Hay que decir que Van Hanegem había perdido a su padre y a dos hermanos por culpa de una bomba durante la Segunda Guerra Mundial, en la época en que Vrij Nederland («Holanda Libre») empezaba su singladura como periódico clandestino. «¡Qué pena que los japos no jueguen al fútbol!», se lamentó irónicamente el periódico.

Parece que Hamburgo alivió las frustraciones de gente de todo el mundo. En la rueda de prensa celebrada después del partido, ciento cincuenta periodistas extranjeros se pusieron en pie para ovacionar a Rinus Michels, el seleccionador holandés. Un corresponsal del periódico holandés De Telegraaf (colaboracionista durante la guerra) escribió que un periodista israelí le había confesado en la tribuna de prensa que iba con Holanda, para añadir luego: «Usted ya sabe por qué».

Los futbolistas profesionales se muestran siempre educados al hablar de sus rivales porque saben que volverán a encontrarse con ellos en algún otro momento. Pero los holandeses no fueron demasiado cordiales con los alemanes. Ronald Koeman estaba furioso porque no les habían felicitado después del partido. En su opinión, el único jugador alemán que se comportó de manera correcta fue Olaf Thon, con quien intercambió la camiseta. El entrenador holandés Rinus Michels, la persona que acuñó la expresión «el fútbol es la guerra», admitió experimentar «un plus de satisfacción por razones en las que ahora no voy a entrar». Al salir del túnel de vestuarios tras el descanso, Michels alzó el brazo e hizo una imponente peineta ante los abucheos de la afición alemana y Arnold Mühren afirmó que ganar a Alemania era como que Irlanda ganara a Inglaterra, pero se quedó corto.


Pocos meses después, se publicó en Holanda un libro con el título Poesía en el fútbol: Holanda contra Alemania. Algunos de los poemas fueron escritos por poetas de verdad, pero otros los escribieron futbolistas profesionales.

A.J. Heerma van Voss escribió:

Los alemanes querían ser campeones del mundo. Desde que tengo uso de razón y antes de eso los alemanes han querido ser campeones del mundo.

Por su parte, el poeta de Róterdam Jules Deelder finalizaba un poema titulado «21-6-88» aludiendo al gol de Van Basten con los siguientes versos:

Se alzaron aplaudiendo de sus tumbas. Los que cayeron se alzaron aplaudiendo de sus tumbas.

CONJUNTO DE DATOS ▸
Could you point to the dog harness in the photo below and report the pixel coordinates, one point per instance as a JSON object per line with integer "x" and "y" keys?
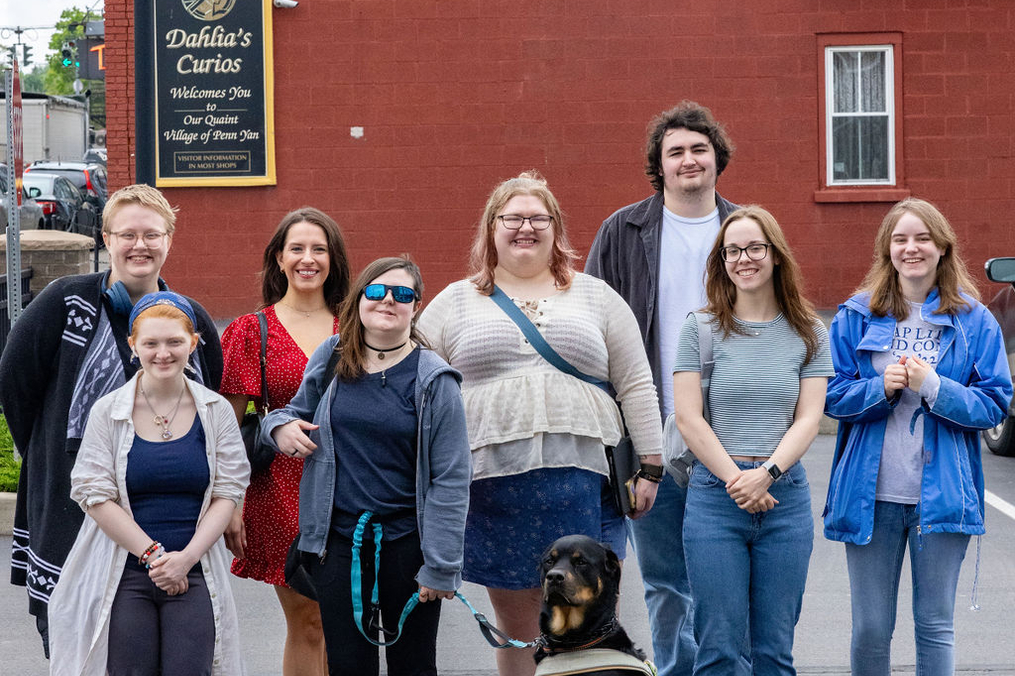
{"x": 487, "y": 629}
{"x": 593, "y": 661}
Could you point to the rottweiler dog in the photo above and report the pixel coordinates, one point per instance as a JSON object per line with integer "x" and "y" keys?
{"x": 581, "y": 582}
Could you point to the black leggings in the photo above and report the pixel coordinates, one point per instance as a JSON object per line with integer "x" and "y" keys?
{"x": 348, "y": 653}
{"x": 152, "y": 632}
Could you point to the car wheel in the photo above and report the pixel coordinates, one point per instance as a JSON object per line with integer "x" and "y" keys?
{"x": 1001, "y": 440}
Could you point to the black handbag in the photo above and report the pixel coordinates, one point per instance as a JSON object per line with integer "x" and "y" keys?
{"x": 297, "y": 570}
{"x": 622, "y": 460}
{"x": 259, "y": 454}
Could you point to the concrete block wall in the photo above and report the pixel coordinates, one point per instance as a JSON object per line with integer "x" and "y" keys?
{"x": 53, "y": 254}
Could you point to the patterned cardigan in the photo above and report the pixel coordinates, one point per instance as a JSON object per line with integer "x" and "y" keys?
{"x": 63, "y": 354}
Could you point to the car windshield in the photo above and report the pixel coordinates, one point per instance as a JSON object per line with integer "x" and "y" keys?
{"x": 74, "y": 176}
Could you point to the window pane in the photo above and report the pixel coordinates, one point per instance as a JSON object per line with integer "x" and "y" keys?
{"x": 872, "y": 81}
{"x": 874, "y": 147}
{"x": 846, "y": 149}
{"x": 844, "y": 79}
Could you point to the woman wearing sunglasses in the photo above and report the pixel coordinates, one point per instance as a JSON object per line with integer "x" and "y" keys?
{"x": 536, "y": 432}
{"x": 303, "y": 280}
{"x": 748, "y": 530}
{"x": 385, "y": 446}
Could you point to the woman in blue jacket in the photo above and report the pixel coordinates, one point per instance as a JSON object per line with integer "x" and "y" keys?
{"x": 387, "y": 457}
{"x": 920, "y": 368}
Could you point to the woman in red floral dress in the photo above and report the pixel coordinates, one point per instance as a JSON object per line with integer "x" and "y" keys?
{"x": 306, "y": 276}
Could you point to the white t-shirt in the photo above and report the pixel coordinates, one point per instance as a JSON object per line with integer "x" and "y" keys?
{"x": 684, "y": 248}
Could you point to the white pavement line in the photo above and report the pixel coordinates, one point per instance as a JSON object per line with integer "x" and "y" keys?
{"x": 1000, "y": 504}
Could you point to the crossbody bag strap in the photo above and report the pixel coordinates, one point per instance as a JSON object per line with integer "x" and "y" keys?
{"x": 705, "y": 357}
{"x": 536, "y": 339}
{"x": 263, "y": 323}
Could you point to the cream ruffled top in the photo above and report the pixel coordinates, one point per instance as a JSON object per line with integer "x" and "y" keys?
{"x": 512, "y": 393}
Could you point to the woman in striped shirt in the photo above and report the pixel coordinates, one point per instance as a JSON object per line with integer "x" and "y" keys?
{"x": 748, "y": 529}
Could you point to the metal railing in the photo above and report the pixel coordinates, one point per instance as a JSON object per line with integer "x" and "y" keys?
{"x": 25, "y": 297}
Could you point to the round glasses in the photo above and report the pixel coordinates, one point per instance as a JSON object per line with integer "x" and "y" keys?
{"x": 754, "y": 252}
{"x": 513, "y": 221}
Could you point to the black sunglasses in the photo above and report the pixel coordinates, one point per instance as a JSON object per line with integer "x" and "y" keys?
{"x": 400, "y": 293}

CONSIGNA ▸
Reescribe el pasaje del fragmento sobre el partido Holanda-Alemania comprendido entre "Pocos meses después, se" y "querido ser campeones del mundo.", ambos incluidos, y cambia "libro" por "volumen".

RESPUESTA ESPERADA ▸
Pocos meses después, se publicó en Holanda un volumen con el título Poesía en el fútbol: Holanda contra Alemania. Algunos de los poemas fueron escritos por poetas de verdad, pero otros los escribieron futbolistas profesionales.

A.J. Heerma van Voss escribió:

Los alemanes querían ser campeones del mundo. Desde que tengo uso de razón y antes de eso los alemanes han querido ser campeones del mundo.